▸ **TEXT SHOWN**:
Begin

# Gentoo driver example code and makefile

## briek

Anyone, I am looking for an example (bare-bones) device driver (in C) and a makefile for Gentoo.  I am porting a Linux Redhat PCI device driver over to Gentoo, but obviously there are differences between the two.  I notice some of the object files on my Gentoo system now have the .ko extension, whereas mine is just .o.  So, I am in search of an example and any info on building it, configuring it, and inserting it into the kernel.  

Thanks,

briek@amtelco.com

----------

## Ferdinando

.ko is the extension of kernel object files (modules), while .o is for normal object files and .so for shared object files (dynamic libraries).

Why don't you look at some external kernel driver like madwifi-driver? It compiles modules into the kernel, so you could see how it works. There are others but I know little of them; you could try also net-wireless/ipw2200.

Bye

----------

## dsd

there is no difference between modules used on Gentoo and Red Hat.

however, if your red hat driver is a .o file then that indicates that you are on an old 2.4 kernel there - Gentoo uses Linux 2.6, which is the result of several years of heavy development on top of 2.4. one of the changes was in the module system, the extension changed to .ko

LWN has a 2.4-to-2.6 porting guide: http://lwn.net/Articles/driver-porting/

as for a simple driver for 2.6, you can look at one of my projects: http://developer.berlios.de/project/showfiles.php?group_id=5701

it is for USB though...

----------

## briek

 *dsd wrote:*   

> there is no difference between modules used on Gentoo and Red Hat.
> 
> however, if your red hat driver is a .o file then that indicates that you are on an old 2.4 kernel there - Gentoo uses Linux 2.6, which is the result of several years of heavy development on top of 2.4. one of the changes was in the module system, the extension changed to .ko
> 
> LWN has a 2.4-to-2.6 porting guide: http://lwn.net/Articles/driver-porting/
> ...

End

▸ **GOAL**:
In the Gentoo driver thread above, what kernel extension replaced .o after the module system changed?

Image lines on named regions
Begin

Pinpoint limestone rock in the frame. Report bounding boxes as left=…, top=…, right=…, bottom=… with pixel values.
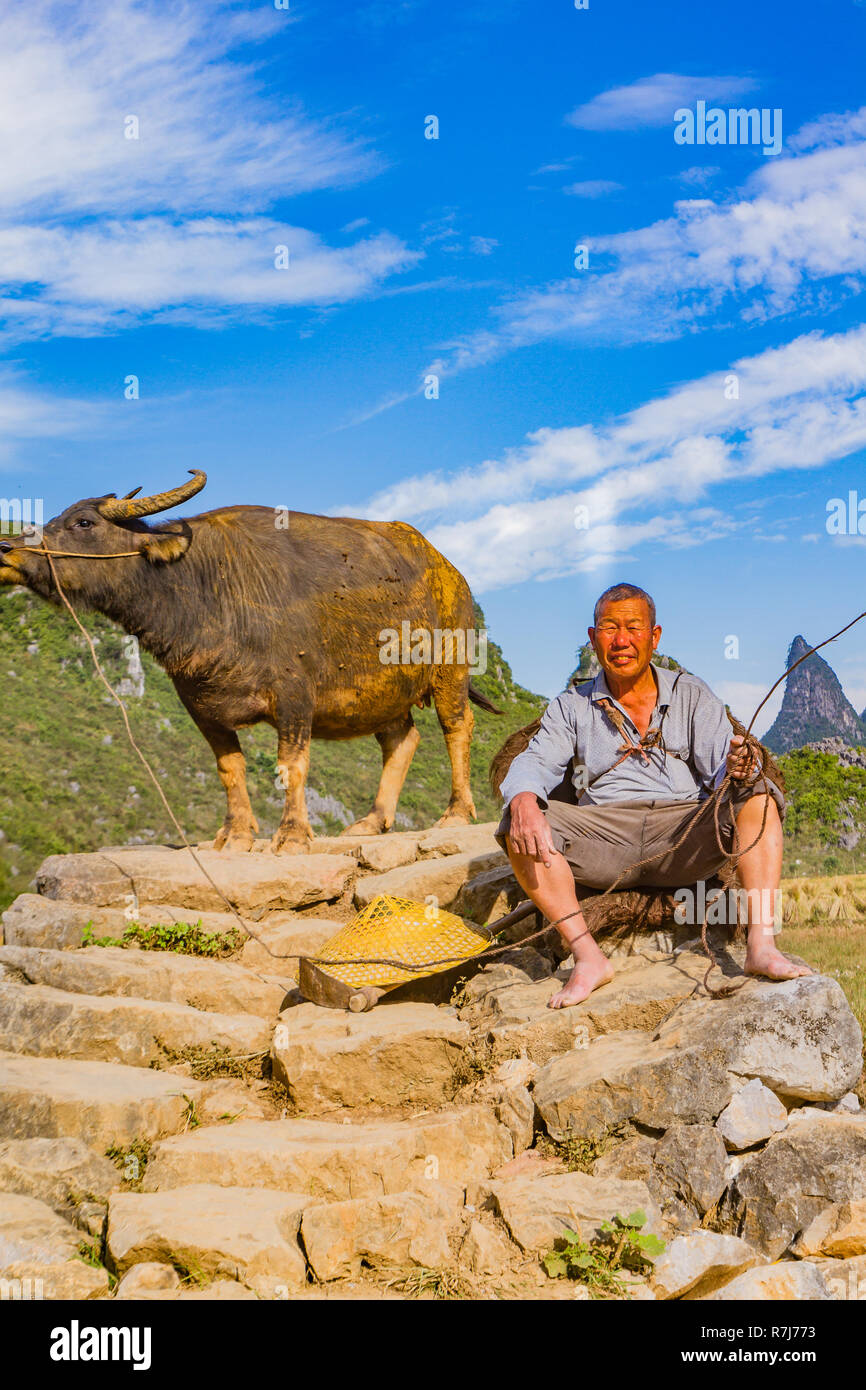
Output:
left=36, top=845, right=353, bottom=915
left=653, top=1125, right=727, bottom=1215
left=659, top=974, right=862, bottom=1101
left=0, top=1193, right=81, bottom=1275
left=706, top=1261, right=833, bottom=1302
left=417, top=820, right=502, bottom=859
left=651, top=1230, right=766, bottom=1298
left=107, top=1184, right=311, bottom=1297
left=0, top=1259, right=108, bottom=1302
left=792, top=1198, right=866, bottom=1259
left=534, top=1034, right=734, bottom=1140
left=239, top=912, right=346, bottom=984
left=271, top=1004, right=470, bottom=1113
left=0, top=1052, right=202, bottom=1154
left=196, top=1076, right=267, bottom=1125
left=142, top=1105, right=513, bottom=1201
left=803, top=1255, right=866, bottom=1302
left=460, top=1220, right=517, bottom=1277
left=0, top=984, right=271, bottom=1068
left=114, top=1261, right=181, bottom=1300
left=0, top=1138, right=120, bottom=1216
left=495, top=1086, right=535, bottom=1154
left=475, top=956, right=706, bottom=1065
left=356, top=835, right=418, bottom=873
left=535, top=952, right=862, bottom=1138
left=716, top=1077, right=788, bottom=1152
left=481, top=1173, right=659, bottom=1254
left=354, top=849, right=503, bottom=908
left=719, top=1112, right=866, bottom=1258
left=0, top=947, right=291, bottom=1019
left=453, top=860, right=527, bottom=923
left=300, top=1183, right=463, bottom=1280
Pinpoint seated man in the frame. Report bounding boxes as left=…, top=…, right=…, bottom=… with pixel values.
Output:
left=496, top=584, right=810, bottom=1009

End

▸ **REPLY**:
.ko